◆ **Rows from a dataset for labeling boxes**
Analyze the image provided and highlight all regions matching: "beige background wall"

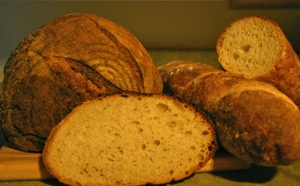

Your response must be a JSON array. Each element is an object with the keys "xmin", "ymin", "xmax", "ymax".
[{"xmin": 0, "ymin": 0, "xmax": 300, "ymax": 67}]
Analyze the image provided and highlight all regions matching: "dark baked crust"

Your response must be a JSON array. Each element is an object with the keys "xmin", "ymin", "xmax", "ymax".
[
  {"xmin": 159, "ymin": 61, "xmax": 300, "ymax": 166},
  {"xmin": 1, "ymin": 14, "xmax": 162, "ymax": 151}
]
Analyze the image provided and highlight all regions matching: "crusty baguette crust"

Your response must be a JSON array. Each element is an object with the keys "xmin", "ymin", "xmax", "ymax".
[
  {"xmin": 159, "ymin": 61, "xmax": 300, "ymax": 166},
  {"xmin": 216, "ymin": 16, "xmax": 300, "ymax": 107},
  {"xmin": 0, "ymin": 14, "xmax": 162, "ymax": 151},
  {"xmin": 42, "ymin": 92, "xmax": 218, "ymax": 186}
]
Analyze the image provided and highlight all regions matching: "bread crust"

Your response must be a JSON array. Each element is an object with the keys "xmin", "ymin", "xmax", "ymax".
[
  {"xmin": 1, "ymin": 14, "xmax": 162, "ymax": 151},
  {"xmin": 159, "ymin": 61, "xmax": 300, "ymax": 166},
  {"xmin": 216, "ymin": 16, "xmax": 300, "ymax": 107}
]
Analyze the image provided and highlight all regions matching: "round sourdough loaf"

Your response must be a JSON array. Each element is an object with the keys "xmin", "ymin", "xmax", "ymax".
[{"xmin": 1, "ymin": 14, "xmax": 162, "ymax": 151}]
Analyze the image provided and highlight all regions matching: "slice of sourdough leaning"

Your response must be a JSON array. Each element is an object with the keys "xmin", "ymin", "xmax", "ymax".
[{"xmin": 43, "ymin": 93, "xmax": 217, "ymax": 185}]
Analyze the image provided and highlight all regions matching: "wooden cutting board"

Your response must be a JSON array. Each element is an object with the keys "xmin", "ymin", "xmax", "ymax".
[{"xmin": 0, "ymin": 146, "xmax": 250, "ymax": 181}]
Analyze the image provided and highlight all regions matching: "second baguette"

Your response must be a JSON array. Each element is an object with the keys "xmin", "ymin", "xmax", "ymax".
[{"xmin": 159, "ymin": 61, "xmax": 300, "ymax": 166}]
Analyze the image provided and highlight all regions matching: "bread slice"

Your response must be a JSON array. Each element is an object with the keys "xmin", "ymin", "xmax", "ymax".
[
  {"xmin": 216, "ymin": 16, "xmax": 300, "ymax": 107},
  {"xmin": 43, "ymin": 93, "xmax": 217, "ymax": 185}
]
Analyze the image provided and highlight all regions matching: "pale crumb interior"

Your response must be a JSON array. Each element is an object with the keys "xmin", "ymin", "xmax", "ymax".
[
  {"xmin": 219, "ymin": 18, "xmax": 282, "ymax": 78},
  {"xmin": 48, "ymin": 97, "xmax": 212, "ymax": 184}
]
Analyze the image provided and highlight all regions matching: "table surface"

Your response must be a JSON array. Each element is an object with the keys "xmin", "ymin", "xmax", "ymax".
[{"xmin": 0, "ymin": 49, "xmax": 300, "ymax": 186}]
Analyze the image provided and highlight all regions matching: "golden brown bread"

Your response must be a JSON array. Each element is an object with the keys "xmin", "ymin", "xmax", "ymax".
[
  {"xmin": 1, "ymin": 14, "xmax": 162, "ymax": 151},
  {"xmin": 159, "ymin": 61, "xmax": 300, "ymax": 166},
  {"xmin": 43, "ymin": 92, "xmax": 218, "ymax": 186},
  {"xmin": 216, "ymin": 16, "xmax": 300, "ymax": 107}
]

◆ **Problem statement**
List every line above that contains the word "crust", matching its case exactly.

◆ **Answer below**
Analyze the image provided and highlight all regions matching: "dark baked crust"
Analyze the image provided and highlight all regions matching: "crusty baguette crust"
Analyze the image provided and highlight all regions matching: "bread crust"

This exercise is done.